Data extracted from a collection
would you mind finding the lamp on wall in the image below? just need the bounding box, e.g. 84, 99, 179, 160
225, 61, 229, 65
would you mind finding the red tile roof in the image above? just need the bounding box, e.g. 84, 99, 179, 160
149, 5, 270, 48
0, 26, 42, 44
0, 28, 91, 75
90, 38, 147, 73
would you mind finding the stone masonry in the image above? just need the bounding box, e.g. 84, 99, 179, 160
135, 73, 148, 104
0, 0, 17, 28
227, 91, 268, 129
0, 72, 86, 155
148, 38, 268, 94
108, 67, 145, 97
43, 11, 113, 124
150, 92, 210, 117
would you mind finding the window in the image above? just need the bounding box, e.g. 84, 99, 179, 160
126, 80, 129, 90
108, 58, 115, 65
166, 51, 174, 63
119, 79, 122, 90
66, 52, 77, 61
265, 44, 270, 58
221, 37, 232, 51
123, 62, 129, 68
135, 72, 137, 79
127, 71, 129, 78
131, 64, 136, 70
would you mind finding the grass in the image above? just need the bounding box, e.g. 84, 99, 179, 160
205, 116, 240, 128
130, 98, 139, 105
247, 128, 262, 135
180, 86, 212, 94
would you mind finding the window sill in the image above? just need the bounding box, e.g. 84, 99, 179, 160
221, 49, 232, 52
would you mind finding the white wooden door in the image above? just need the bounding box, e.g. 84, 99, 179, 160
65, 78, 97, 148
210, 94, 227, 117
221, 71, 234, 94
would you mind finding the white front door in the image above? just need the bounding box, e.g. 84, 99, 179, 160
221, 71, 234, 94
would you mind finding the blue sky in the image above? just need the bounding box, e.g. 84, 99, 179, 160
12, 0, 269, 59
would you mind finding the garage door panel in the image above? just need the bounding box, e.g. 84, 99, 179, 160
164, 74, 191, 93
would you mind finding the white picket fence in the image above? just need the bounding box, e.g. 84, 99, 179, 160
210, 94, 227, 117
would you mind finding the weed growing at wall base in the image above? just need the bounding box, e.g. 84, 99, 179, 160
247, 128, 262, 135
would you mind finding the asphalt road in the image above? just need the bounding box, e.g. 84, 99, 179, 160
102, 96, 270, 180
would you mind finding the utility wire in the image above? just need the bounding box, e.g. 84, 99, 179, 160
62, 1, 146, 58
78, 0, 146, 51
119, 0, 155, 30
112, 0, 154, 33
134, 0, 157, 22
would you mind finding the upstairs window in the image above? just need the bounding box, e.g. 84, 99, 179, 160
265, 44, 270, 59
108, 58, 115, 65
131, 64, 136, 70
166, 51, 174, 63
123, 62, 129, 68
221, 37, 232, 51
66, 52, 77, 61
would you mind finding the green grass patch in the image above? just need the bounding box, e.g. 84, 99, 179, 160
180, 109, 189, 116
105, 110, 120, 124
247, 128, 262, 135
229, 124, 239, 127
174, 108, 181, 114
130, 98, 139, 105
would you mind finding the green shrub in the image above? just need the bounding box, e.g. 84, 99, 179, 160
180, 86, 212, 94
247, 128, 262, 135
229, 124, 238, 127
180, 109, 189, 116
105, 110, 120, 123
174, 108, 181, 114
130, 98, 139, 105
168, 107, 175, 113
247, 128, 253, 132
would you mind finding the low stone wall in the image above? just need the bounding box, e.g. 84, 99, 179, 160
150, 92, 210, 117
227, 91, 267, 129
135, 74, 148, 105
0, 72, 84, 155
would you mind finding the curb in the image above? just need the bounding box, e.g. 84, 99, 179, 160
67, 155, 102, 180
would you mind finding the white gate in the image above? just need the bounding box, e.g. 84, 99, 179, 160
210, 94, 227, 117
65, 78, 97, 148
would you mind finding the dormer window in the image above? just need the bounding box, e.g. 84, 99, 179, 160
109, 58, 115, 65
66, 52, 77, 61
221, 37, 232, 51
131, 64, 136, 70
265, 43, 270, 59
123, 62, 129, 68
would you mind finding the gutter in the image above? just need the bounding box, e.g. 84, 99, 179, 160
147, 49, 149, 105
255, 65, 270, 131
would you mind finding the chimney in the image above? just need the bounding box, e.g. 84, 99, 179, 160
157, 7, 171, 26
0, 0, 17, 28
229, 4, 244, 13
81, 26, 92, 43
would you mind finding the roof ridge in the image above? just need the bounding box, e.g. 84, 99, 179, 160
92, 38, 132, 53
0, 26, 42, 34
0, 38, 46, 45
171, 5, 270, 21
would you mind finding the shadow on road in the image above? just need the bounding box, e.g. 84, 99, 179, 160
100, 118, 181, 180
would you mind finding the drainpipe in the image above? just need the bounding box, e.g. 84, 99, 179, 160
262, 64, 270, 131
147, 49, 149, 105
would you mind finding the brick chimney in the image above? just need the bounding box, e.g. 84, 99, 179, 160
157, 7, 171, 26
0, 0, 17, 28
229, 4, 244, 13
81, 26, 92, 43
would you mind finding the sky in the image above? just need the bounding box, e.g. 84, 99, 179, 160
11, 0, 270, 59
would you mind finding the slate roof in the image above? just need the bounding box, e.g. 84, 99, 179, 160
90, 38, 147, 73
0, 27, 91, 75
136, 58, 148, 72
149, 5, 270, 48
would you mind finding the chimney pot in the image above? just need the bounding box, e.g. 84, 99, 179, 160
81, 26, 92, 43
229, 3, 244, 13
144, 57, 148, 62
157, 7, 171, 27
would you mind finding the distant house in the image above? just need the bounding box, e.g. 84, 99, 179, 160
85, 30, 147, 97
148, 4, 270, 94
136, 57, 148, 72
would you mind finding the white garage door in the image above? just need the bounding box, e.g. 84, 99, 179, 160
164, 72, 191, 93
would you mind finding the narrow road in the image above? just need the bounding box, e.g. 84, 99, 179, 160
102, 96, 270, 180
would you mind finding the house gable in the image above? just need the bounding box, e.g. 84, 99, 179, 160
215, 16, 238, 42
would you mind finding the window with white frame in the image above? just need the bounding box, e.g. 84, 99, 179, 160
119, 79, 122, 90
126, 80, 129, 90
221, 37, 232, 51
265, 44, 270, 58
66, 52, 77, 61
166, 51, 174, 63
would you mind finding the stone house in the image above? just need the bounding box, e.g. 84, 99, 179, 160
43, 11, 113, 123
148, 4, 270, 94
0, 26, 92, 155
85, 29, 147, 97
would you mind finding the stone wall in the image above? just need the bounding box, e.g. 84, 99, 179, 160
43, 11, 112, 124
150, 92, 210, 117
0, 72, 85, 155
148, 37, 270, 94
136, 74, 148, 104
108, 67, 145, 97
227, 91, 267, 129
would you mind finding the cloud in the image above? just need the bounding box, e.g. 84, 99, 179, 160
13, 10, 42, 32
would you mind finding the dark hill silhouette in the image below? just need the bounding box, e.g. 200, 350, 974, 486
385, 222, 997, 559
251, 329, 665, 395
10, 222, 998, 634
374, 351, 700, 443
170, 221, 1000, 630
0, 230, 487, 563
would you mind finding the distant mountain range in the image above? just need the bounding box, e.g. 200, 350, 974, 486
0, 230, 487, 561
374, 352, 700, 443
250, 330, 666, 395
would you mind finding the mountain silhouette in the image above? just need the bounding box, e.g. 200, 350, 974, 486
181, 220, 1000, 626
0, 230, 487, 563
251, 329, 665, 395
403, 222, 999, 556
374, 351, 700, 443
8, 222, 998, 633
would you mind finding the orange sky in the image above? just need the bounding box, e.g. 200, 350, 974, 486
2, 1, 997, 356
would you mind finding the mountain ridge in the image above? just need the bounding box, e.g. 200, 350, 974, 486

ASSIGNMENT: Output each entry exactly as written, leaving none out.

OUTPUT:
would you mind finding the lamp on wall in the image below? just need the bounding box, e.g. 84, 99, 179, 160
225, 61, 229, 65
would you mind finding the red tile roof in the image above? just need the bounding box, e.g. 84, 99, 179, 160
149, 5, 270, 48
0, 26, 42, 44
0, 28, 91, 75
90, 38, 147, 73
would you mind finding the stone masonry in the image above? just need the bounding box, e.g. 84, 99, 179, 160
135, 73, 148, 104
0, 0, 17, 28
227, 91, 268, 129
0, 72, 86, 155
148, 38, 268, 94
108, 67, 145, 97
43, 11, 113, 124
150, 92, 210, 117
would you mind finding the window in the image above? just need the bounding box, e.g. 84, 99, 179, 160
126, 80, 129, 90
108, 58, 115, 65
166, 51, 174, 63
119, 79, 122, 90
66, 52, 77, 61
265, 44, 270, 58
221, 37, 232, 51
123, 62, 129, 68
135, 72, 137, 79
127, 71, 129, 78
131, 64, 136, 70
would you mind finding the grass in the image above? just need the bounding box, e.g. 84, 99, 179, 160
205, 116, 240, 128
130, 98, 139, 105
247, 128, 262, 135
180, 86, 212, 94
would you mind finding the window sill in the image above? just need the bounding box, e.g. 84, 99, 179, 160
221, 49, 232, 52
would you mind finding the white wooden door in the image above? just need the bounding box, e.g. 84, 99, 179, 160
65, 78, 97, 148
210, 94, 227, 117
221, 71, 234, 94
would you mind finding the white front door in the image above? just need the bounding box, e.g. 84, 99, 179, 160
221, 71, 234, 94
would you mind finding the blue sky in the image above? just need the bounding box, e.g. 84, 99, 179, 160
12, 0, 269, 59
would you mind finding the garage door panel in the image above? just need the bounding box, e.g. 84, 99, 179, 160
164, 74, 191, 93
would you mind finding the white picket fence in the image above? just need the bounding box, e.g. 84, 99, 179, 160
210, 94, 227, 117
would you mind finding the weed growing at wall base in the image above? just need the bounding box, e.g. 84, 99, 179, 160
247, 128, 262, 135
would you mind finding the asphalt road in the image above? just need the bounding box, e.g. 84, 99, 179, 160
102, 96, 270, 180
would you mind finding the utility wire in the image above? just need the bounding box, e.g. 84, 99, 179, 160
62, 1, 146, 58
78, 0, 146, 51
119, 0, 155, 30
112, 0, 154, 33
134, 0, 157, 22
would you mind finding the upstairs window in the image above? just need the bounding box, e.g. 84, 99, 179, 160
265, 44, 270, 59
108, 58, 115, 65
131, 64, 136, 70
166, 51, 174, 63
123, 62, 129, 68
221, 37, 232, 51
66, 52, 77, 61
would you mind finding the green grass patch in the image above? just need the bounding box, e.g. 84, 99, 179, 160
180, 109, 189, 116
105, 110, 120, 124
247, 128, 262, 135
229, 124, 239, 127
174, 108, 181, 114
130, 98, 139, 105
would you mind finding the green shrub in the image above? just need the bounding box, e.g. 84, 99, 179, 160
180, 86, 212, 94
247, 128, 262, 135
229, 124, 238, 127
180, 109, 189, 116
105, 110, 120, 123
174, 108, 181, 114
130, 98, 139, 105
168, 107, 175, 113
247, 128, 253, 132
would you mind finding the low stone wall in the image above? just need the bounding box, e.g. 84, 99, 179, 160
150, 92, 210, 117
227, 91, 267, 129
135, 74, 148, 105
0, 72, 84, 155
would you mind finding the curb in the image above? just need the bounding box, e.g. 84, 99, 179, 160
67, 155, 102, 180
would you mind finding the white gate in the image above? just need the bounding box, e.g. 84, 99, 179, 160
210, 94, 227, 117
65, 78, 97, 148
would you mind finding the dormer window in the image above? just need the bounding box, e.g. 84, 99, 179, 160
109, 58, 115, 65
66, 52, 77, 61
221, 37, 232, 51
131, 64, 136, 70
265, 43, 270, 59
123, 62, 129, 68
would you mind finding the gutter in the image above? just need the bounding box, e.g. 84, 99, 179, 160
147, 49, 149, 105
255, 65, 270, 131
would you mind finding the chimney in the image above? just need the bounding box, e.g. 84, 99, 179, 160
157, 7, 171, 26
0, 0, 17, 28
229, 4, 244, 13
81, 26, 92, 43
would you mind finding the roof ridge in the image above? just need the bounding box, e.g. 84, 99, 179, 160
92, 38, 132, 53
0, 26, 42, 34
0, 38, 46, 45
171, 5, 270, 21
would you mind finding the shadow on road in the image above? just need the bounding box, e.g. 84, 99, 179, 160
100, 118, 181, 180
would you mind finding the drainpipe in the image above? just need the bounding box, e.g. 84, 99, 179, 160
262, 64, 270, 131
147, 49, 149, 105
would you mind finding the brick chimney in the image above? just need the bounding box, e.g. 84, 99, 179, 160
157, 7, 171, 26
0, 0, 17, 28
229, 4, 244, 13
81, 26, 92, 43
would you mind finding the sky in the image above? just need the bounding box, e.g. 84, 99, 179, 160
11, 0, 270, 59
would you mind finding the slate roof in the image above? just need the bounding box, e.g. 84, 99, 179, 160
90, 38, 147, 73
0, 27, 91, 75
136, 58, 148, 72
149, 5, 270, 48
would you mind finding the chimney pot in the image above? just need the bounding box, e.g. 84, 99, 179, 160
81, 26, 92, 43
229, 3, 244, 13
144, 57, 148, 62
157, 7, 171, 27
would you mind finding the distant house in the image above? just need the bounding box, e.g. 84, 99, 179, 160
85, 30, 147, 97
148, 4, 270, 94
136, 57, 148, 72
would you mind finding the white garage door in the image above? just need the bounding box, e.g. 84, 99, 179, 160
164, 72, 191, 93
would you mind finding the narrow road in the image above? just need the bounding box, e.g. 84, 99, 179, 160
102, 96, 270, 180
would you mind finding the house gable in the image above? just need the bounding box, e.g. 84, 99, 179, 160
215, 16, 238, 42
would you mind finding the window with white frame in the image above? just need the bounding box, e.g. 84, 99, 179, 160
119, 79, 122, 90
126, 80, 129, 90
221, 37, 232, 51
265, 44, 270, 58
66, 52, 77, 61
166, 51, 174, 63
would you mind finding the stone house in the image above? just need the bounding box, e.g. 84, 99, 179, 160
43, 11, 113, 123
148, 4, 270, 94
0, 26, 92, 155
85, 29, 147, 97
would you mind finding the stone wall in the image above? just need the bounding box, e.g. 84, 99, 179, 160
43, 11, 112, 124
150, 92, 210, 117
0, 72, 85, 155
148, 37, 270, 94
136, 74, 148, 104
108, 67, 145, 97
227, 91, 267, 129
would you mind finding the cloud in the image above? just need the bounding box, e.g. 84, 99, 179, 160
13, 10, 42, 32
would you mind finding the dark hill silhouette in the image below? just need the bounding box, e.g. 200, 350, 974, 486
385, 222, 997, 559
251, 329, 665, 395
10, 222, 998, 634
374, 351, 700, 443
170, 221, 1000, 630
0, 230, 487, 563
would you mind finding the distant mountain range in the image above? just need the bounding box, e.g. 200, 350, 974, 486
0, 230, 487, 561
374, 352, 700, 443
250, 330, 666, 395
would you mind finding the mountain silhouette in the image above? just need the bounding box, e.g. 200, 350, 974, 486
181, 220, 1000, 626
0, 230, 487, 563
251, 329, 665, 395
403, 222, 999, 556
374, 351, 700, 443
8, 222, 998, 633
would you mind finding the orange sky in the image above? just need the bounding box, e.g. 200, 350, 974, 486
2, 1, 997, 356
would you mind finding the mountain ridge in the image above? just need the bounding box, e.g. 200, 350, 974, 486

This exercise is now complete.